▸ **TO DO**:
A – Write out the Form 8-K filing again, everything from "Check the appropriate" down to "(17 CFR 240.14a-12)", swapping "Soliciting material" for "Solicitation material".
B – According to the Form 8-K filing, which firm did the Board of Directors appoint to audit the Company's financial statements for the year ending December 31, 2005?

▸ **PASSAGE SHOWN**:
=======

Current Report on Form 8-K

UNITED STATES

SECURITIES AND EXCHANGE COMMISSION

Washington, D.C. 20549

 


 

FORM 8-K

 


 

CURRENT REPORT

PURSUANT TO SECTION 13 OR 15(D) OF THE

SECURITIES EXCHANGE ACT OF 1934

 

Date of Report (Date of earliest event reported): January 10, 2006

 


 

GASTAR EXPLORATION LTD.

(Exact Name of Registrant as Specified in Its Charter)

 


 

ALBERTA, CANADA   001-32714   38-3324634

(State or other jurisdiction

of incorporation)

  (Commission File Number)  

(IRS Employer

Identification No.)

 

1331 LAMAR STREET, SUITE 1080

HOUSTON, TEXAS 77010

(Address of principal executive offices)

 

(713) 739-1800

(Registrant’s telephone number, including area code)

 

N/A

(Former name or former address, if changed since last report)

 


 

Check the appropriate box below if the Form 8-K filing is intended to simultaneously satisfy the filing obligation of the registrant under any of the following provisions (see General Instruction A.2. below):

 

¨ Written communications pursuant to Rule 425 under the Securities Act (17 CFR 230.425)

 

¨ Soliciting material pursuant to Rule 14a-12 under the Exchange Act (17 CFR 240.14a-12)

 

¨ Pre-commencement communications pursuant to Rule 14d-2(b) under the Exchange Act (17 CFR 240.14d-2(b))

 

¨ Pre-commencement communications pursuant to Rule 13e-4(c) under the Exchange Act (17 CFR 240.13e-4(c))

 



ITEM 4.01 CHANGE IN THE REGISTRANT’S CERTIFYING ACCOUNTANT

 

On January 10, 2006, the Board of Directors determined, upon the recommendation of its Audit Committee, to appoint BDO Seidman, LLP as the Company’s independent public accountants to audit the Company’s financial statements for the year ending December 31, 2005, replacing BDO Dunwoody LLP, which resigned as auditors effective on the same date.

 

The audit reports of BDO Dunwoody LLP on the consolidated financial statements of the Company as of and for the years ended December 31, 2004 and 2003 did not contain any adverse opinion or disclaimer of opinion, nor were they qualified or modified as to uncertainty, audit scope or accounting principles.

=======

▸ **SUPPLIED MATERIAL**:
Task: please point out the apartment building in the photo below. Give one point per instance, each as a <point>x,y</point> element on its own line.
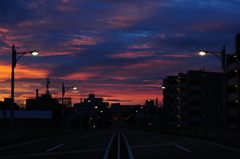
<point>233,75</point>
<point>193,99</point>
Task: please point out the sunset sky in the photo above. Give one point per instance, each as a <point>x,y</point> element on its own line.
<point>118,49</point>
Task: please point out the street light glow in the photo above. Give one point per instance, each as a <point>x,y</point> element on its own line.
<point>34,53</point>
<point>202,53</point>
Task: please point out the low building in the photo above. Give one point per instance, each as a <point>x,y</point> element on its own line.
<point>193,99</point>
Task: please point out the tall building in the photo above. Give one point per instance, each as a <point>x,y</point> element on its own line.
<point>233,75</point>
<point>193,99</point>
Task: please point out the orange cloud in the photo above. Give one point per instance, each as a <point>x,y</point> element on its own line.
<point>5,72</point>
<point>83,40</point>
<point>80,76</point>
<point>4,30</point>
<point>27,72</point>
<point>176,55</point>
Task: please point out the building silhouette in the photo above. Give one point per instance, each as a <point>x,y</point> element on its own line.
<point>193,99</point>
<point>91,112</point>
<point>233,75</point>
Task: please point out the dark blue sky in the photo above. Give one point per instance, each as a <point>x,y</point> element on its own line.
<point>116,49</point>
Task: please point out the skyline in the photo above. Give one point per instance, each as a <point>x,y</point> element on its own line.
<point>121,51</point>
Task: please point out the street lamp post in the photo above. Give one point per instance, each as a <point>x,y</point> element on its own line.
<point>14,62</point>
<point>223,61</point>
<point>64,89</point>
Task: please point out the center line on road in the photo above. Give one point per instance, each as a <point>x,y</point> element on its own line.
<point>55,147</point>
<point>182,147</point>
<point>82,136</point>
<point>154,136</point>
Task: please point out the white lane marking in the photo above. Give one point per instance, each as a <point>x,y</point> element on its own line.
<point>32,141</point>
<point>223,146</point>
<point>48,154</point>
<point>182,147</point>
<point>109,146</point>
<point>55,147</point>
<point>82,136</point>
<point>154,136</point>
<point>128,147</point>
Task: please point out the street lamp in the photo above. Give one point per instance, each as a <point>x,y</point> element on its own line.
<point>223,62</point>
<point>64,89</point>
<point>14,62</point>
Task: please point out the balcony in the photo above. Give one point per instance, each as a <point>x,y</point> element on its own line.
<point>197,119</point>
<point>232,66</point>
<point>197,98</point>
<point>198,88</point>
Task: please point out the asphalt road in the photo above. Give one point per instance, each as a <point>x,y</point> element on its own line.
<point>83,145</point>
<point>104,145</point>
<point>147,145</point>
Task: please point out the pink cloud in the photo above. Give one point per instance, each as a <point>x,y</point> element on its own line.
<point>133,55</point>
<point>143,46</point>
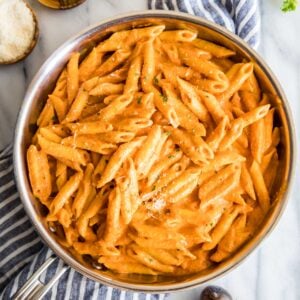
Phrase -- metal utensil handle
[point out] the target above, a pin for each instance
(34, 289)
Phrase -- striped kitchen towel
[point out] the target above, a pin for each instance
(241, 17)
(21, 250)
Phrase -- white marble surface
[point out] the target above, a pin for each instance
(272, 271)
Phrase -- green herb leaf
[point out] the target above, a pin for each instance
(164, 98)
(289, 5)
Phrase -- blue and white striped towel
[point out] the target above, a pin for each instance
(22, 251)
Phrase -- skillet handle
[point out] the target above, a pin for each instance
(34, 289)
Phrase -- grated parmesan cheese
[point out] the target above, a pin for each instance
(17, 29)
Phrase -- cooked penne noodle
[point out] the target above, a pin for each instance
(184, 141)
(48, 134)
(188, 50)
(77, 107)
(60, 107)
(39, 173)
(257, 140)
(72, 77)
(147, 150)
(246, 181)
(233, 134)
(47, 115)
(65, 193)
(84, 191)
(116, 59)
(213, 106)
(178, 36)
(105, 89)
(255, 115)
(207, 68)
(237, 75)
(117, 106)
(133, 76)
(220, 184)
(260, 186)
(62, 151)
(112, 229)
(88, 142)
(221, 229)
(89, 65)
(185, 117)
(171, 51)
(89, 127)
(148, 70)
(117, 159)
(192, 100)
(215, 138)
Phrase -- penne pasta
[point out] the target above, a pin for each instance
(159, 153)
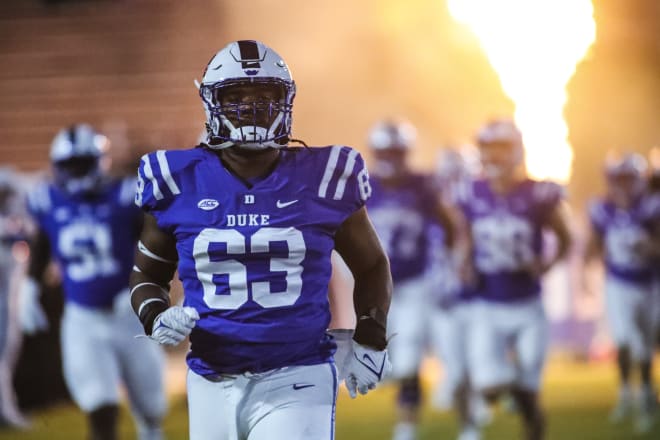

=======

▸ **FINAL RESULTS**:
A –
Check the appropriate box below if the Form 8-K filing is intended to simultaneously satisfy the filing obligation of the registrant under any of the following provisions (see General Instruction A.2. below):

 

¨ Written communications pursuant to Rule 425 under the Securities Act (17 CFR 230.425)

 

¨ Solicitation material pursuant to Rule 14a-12 under the Exchange Act (17 CFR 240.14a-12)

B – BDO Seidman, LLP.